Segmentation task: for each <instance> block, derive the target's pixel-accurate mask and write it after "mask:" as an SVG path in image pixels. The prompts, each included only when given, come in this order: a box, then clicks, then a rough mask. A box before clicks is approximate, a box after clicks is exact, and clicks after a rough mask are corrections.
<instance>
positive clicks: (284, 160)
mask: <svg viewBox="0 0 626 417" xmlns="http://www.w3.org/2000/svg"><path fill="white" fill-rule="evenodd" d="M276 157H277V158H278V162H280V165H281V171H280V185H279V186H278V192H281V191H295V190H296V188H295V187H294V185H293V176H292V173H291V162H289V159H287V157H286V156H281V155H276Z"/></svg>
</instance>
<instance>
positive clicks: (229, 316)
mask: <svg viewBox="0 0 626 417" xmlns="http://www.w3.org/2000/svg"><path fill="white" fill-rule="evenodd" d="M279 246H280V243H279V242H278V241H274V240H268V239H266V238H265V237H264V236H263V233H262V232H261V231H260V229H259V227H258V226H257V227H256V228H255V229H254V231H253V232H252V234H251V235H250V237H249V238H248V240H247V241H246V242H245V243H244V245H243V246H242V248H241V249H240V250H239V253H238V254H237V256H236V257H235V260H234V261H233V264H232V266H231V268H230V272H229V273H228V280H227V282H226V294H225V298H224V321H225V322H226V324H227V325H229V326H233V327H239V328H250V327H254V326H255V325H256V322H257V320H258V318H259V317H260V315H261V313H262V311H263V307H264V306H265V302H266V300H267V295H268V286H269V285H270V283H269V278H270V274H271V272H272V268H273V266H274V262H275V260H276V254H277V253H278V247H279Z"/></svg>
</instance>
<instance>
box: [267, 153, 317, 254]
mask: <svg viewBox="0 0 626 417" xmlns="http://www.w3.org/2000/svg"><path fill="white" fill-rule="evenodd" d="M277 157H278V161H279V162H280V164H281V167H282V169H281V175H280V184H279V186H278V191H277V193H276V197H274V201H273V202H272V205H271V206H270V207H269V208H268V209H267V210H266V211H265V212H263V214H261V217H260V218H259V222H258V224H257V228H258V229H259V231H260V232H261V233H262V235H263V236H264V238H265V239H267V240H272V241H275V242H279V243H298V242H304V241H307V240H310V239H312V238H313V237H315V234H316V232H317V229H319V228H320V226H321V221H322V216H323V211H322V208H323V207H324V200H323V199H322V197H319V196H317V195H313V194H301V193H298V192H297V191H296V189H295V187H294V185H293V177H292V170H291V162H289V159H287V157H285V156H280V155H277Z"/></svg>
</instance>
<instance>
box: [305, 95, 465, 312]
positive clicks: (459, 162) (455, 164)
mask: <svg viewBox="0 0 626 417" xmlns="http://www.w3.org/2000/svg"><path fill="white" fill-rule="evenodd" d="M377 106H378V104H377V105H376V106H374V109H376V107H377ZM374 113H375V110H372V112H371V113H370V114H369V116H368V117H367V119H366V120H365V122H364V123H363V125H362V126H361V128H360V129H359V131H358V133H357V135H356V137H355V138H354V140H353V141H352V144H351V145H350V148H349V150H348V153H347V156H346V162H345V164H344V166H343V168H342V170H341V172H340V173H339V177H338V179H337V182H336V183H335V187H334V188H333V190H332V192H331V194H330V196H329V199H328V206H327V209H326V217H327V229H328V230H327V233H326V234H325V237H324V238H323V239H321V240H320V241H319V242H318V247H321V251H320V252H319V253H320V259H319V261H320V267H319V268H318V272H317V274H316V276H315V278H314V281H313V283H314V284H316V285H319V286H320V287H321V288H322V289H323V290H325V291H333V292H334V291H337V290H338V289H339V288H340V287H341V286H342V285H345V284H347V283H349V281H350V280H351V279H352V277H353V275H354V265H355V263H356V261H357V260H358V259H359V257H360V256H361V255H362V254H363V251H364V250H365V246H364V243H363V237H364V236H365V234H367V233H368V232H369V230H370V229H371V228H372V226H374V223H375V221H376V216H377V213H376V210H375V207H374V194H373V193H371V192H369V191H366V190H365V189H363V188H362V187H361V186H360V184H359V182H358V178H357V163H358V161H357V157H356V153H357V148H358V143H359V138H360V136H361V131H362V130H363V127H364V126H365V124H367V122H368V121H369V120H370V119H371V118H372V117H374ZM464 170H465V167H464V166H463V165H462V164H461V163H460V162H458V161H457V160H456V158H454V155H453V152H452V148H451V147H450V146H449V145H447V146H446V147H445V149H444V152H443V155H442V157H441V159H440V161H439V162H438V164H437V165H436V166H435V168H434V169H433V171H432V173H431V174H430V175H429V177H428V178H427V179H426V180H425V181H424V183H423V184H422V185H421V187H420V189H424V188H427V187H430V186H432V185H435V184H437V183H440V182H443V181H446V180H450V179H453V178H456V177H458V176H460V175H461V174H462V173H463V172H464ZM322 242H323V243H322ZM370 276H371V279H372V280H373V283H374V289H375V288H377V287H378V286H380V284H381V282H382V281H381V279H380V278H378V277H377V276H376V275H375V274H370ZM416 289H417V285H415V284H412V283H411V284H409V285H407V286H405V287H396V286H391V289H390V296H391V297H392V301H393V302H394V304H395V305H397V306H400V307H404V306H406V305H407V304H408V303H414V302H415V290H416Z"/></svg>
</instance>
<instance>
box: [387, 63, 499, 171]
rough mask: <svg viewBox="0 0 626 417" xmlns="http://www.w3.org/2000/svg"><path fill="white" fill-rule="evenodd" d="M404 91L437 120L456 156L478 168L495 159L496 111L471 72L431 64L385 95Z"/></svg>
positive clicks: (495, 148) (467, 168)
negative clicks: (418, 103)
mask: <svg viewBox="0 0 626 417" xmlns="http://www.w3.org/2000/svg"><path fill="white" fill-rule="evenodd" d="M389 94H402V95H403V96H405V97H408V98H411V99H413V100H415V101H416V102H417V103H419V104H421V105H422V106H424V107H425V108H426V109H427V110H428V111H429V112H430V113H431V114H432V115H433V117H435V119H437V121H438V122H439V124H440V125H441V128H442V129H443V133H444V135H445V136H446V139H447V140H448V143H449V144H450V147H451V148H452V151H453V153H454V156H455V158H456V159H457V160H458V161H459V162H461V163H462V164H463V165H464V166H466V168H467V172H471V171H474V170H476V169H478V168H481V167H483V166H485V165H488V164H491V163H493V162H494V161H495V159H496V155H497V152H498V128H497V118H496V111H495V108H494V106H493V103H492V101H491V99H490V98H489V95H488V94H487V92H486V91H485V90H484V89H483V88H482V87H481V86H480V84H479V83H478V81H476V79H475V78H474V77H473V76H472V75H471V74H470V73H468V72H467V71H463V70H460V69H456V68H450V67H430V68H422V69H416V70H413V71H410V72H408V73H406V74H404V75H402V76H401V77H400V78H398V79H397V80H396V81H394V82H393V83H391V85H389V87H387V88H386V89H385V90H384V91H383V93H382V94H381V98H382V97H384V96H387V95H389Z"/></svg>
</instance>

» **Work to be completed**:
Work out how many lines of the records contain the string "rough". Nothing but the number should be written.

» **Finished exercise**:
2